__Written task__. List each line of the material below that contains the word "running".

[BEGIN Information provided]

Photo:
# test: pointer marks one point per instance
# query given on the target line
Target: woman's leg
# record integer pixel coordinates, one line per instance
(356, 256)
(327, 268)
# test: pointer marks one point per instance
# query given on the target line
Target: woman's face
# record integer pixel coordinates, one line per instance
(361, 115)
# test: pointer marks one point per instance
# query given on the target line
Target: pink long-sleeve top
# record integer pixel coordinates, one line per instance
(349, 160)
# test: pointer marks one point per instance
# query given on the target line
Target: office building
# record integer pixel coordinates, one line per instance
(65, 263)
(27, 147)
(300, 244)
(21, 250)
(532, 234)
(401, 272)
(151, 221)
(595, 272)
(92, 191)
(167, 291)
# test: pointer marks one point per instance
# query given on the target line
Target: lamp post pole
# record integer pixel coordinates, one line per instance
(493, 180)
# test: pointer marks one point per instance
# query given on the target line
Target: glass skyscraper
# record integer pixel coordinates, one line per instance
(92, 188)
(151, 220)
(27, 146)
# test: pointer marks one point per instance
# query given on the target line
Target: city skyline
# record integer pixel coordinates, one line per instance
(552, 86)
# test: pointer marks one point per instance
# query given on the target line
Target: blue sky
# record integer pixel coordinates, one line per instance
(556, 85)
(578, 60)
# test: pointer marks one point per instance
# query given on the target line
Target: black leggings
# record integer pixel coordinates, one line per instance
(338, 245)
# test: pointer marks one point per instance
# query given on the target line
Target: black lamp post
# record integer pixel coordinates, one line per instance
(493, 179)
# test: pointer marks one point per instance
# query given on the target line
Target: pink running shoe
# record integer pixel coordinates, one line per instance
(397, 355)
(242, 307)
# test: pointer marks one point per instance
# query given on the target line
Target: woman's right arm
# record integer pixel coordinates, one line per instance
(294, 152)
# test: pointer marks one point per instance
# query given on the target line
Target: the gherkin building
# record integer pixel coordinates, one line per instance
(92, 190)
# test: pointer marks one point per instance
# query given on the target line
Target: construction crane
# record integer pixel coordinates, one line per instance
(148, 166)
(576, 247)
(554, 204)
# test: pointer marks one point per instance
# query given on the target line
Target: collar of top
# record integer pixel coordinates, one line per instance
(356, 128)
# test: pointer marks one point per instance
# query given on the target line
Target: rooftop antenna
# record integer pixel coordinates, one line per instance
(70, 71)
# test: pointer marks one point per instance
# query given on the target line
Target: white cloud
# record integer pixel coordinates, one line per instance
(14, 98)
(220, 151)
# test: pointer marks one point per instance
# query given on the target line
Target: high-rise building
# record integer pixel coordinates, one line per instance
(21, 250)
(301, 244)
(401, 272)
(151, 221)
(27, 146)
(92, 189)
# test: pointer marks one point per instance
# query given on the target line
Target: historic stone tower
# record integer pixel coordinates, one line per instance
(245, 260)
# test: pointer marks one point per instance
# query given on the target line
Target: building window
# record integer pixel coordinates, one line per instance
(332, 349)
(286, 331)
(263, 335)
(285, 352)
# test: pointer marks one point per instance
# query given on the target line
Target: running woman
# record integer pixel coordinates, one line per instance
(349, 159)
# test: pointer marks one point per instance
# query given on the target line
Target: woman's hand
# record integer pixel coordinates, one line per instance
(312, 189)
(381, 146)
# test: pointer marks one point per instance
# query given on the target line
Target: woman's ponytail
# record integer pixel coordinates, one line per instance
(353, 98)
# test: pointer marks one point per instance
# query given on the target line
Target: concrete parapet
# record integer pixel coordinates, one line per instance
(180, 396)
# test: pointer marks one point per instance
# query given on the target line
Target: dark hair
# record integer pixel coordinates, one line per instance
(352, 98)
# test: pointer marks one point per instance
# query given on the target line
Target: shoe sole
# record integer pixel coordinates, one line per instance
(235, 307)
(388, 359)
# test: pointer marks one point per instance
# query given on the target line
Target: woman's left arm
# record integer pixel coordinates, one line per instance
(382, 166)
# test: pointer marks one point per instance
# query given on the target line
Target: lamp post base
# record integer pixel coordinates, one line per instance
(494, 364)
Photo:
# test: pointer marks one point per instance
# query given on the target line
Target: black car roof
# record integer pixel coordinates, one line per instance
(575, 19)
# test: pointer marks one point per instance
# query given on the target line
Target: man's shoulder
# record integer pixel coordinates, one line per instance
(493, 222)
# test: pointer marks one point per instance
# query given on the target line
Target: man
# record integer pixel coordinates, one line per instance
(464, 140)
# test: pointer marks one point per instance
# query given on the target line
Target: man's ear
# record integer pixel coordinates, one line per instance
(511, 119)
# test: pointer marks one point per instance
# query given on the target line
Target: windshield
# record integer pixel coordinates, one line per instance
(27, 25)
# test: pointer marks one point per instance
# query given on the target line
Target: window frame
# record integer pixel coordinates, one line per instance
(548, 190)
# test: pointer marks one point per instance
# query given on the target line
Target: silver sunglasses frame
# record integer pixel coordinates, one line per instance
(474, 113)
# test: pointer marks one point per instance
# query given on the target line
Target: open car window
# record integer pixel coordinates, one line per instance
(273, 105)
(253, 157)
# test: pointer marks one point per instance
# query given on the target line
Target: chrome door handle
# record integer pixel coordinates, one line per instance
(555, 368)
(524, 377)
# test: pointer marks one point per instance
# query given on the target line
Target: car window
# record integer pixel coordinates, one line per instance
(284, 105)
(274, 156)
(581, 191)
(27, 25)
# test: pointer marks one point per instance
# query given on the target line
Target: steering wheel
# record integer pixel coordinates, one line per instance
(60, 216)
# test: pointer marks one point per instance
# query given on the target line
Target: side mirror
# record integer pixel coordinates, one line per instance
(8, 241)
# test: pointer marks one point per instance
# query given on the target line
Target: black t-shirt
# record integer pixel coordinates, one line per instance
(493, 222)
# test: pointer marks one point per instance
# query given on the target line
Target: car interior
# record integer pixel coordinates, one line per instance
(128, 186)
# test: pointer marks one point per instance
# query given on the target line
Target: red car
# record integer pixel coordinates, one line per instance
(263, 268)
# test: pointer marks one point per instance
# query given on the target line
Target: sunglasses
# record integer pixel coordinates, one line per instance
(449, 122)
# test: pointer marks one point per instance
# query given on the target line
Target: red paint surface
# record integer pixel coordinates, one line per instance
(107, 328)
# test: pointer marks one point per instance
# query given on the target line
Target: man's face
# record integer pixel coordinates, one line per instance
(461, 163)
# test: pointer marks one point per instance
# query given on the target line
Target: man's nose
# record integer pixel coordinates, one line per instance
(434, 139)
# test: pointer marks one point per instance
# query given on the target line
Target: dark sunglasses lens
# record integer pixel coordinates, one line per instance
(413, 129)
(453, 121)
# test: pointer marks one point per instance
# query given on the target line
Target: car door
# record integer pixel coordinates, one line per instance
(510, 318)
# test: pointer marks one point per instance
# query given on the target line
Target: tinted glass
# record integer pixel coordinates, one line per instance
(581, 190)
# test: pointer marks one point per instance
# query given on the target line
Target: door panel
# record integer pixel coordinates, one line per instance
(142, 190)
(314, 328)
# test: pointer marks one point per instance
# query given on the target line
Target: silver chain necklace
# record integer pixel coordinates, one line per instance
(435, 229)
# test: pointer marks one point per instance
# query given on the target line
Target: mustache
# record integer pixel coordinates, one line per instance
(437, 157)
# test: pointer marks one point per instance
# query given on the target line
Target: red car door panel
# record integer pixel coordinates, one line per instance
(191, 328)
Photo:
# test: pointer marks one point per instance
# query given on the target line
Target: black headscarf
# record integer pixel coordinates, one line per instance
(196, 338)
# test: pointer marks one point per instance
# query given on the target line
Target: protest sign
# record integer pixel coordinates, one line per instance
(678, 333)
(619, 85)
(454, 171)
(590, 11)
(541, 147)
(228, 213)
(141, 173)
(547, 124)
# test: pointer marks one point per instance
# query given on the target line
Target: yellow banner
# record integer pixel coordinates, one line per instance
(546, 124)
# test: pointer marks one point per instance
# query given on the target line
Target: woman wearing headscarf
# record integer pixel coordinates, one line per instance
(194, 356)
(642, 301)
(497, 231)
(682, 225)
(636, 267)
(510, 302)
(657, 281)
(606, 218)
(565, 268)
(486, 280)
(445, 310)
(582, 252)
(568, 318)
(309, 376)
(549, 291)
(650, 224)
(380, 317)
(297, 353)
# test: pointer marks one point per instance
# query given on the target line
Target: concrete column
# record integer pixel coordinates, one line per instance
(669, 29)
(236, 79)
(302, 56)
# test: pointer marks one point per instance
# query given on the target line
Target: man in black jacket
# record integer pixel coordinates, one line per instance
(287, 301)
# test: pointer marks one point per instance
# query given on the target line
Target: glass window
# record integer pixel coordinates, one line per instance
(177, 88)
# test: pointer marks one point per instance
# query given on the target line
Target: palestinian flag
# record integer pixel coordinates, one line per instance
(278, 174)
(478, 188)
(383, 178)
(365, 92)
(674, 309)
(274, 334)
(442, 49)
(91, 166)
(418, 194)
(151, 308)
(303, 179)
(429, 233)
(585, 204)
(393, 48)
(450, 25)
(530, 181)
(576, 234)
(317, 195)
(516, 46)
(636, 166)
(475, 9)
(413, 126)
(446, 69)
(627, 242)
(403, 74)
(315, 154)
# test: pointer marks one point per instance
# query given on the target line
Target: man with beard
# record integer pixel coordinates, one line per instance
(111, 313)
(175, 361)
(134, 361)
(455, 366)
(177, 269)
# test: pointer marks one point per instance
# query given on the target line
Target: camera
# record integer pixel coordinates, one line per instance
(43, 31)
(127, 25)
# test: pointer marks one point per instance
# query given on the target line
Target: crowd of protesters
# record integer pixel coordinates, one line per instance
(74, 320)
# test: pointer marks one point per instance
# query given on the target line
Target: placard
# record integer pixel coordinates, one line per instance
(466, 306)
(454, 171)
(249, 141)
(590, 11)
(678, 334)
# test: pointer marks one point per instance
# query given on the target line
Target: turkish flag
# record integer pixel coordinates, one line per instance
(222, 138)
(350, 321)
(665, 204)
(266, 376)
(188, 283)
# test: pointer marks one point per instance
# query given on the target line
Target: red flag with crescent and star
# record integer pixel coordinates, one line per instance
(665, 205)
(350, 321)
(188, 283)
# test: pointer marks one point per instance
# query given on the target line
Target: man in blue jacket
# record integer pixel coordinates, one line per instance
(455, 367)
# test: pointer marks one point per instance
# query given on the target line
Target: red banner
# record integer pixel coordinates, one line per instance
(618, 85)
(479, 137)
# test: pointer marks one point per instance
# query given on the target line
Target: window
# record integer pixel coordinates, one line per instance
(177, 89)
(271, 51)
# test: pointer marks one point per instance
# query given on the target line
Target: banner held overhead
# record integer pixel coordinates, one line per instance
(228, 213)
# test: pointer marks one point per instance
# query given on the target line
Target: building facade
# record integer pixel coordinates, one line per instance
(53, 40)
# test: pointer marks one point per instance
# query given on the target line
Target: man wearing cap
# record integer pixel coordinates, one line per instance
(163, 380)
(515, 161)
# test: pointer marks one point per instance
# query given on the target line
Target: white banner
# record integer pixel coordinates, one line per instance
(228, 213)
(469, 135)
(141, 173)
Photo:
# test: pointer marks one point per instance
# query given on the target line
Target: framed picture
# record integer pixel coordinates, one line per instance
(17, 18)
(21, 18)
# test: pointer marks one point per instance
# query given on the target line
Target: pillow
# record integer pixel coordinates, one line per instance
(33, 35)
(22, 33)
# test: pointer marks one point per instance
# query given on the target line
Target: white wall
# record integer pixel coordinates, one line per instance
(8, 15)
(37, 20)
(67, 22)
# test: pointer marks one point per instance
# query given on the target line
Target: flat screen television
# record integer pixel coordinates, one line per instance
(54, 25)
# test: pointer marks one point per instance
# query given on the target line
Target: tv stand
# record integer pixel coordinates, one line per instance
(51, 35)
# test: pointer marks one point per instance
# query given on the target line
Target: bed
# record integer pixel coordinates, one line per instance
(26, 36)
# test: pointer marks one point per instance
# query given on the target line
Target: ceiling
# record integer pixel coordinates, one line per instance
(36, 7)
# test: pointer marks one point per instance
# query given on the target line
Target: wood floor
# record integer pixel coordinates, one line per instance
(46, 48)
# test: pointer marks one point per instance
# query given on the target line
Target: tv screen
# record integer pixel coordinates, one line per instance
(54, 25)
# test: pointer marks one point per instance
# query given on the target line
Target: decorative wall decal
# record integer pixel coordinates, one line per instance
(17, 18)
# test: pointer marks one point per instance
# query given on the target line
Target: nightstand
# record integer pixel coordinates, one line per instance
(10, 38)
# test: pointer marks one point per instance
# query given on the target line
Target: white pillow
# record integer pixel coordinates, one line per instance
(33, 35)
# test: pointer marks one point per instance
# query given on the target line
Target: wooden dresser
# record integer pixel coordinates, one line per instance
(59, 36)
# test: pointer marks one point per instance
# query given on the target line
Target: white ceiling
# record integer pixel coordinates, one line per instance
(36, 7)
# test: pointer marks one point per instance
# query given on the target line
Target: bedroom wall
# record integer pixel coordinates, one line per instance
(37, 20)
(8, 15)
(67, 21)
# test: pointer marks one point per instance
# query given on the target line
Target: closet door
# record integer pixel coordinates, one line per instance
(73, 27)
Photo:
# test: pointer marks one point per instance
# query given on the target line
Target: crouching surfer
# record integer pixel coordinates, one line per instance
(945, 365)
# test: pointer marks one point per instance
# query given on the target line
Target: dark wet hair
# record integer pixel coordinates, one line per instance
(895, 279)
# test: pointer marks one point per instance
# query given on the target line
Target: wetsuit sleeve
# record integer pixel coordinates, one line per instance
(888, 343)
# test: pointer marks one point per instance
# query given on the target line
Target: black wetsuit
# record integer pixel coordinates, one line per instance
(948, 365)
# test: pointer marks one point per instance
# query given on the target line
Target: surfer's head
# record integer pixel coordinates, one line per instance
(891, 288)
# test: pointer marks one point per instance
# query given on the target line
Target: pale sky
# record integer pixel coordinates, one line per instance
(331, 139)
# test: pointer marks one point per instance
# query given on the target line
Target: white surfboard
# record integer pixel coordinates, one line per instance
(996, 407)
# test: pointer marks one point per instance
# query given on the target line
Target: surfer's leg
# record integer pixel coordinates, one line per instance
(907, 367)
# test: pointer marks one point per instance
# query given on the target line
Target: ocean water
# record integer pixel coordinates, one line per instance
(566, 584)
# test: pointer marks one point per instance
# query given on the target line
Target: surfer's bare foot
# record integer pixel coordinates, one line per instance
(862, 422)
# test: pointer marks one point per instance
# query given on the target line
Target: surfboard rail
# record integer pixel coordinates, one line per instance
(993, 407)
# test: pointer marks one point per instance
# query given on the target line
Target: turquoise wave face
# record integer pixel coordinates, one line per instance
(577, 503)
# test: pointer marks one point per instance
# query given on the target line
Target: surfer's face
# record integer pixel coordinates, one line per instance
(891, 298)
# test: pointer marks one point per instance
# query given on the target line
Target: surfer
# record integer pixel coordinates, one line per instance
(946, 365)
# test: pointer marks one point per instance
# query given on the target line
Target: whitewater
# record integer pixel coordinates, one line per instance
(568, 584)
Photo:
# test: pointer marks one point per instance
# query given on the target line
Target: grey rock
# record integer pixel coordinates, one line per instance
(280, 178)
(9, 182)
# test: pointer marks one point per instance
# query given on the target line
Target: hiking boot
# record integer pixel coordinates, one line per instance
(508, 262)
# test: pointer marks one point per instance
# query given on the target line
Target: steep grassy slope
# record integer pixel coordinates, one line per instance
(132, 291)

[END Information provided]

__Written answer__.
Target: pink running shoe
Target: running woman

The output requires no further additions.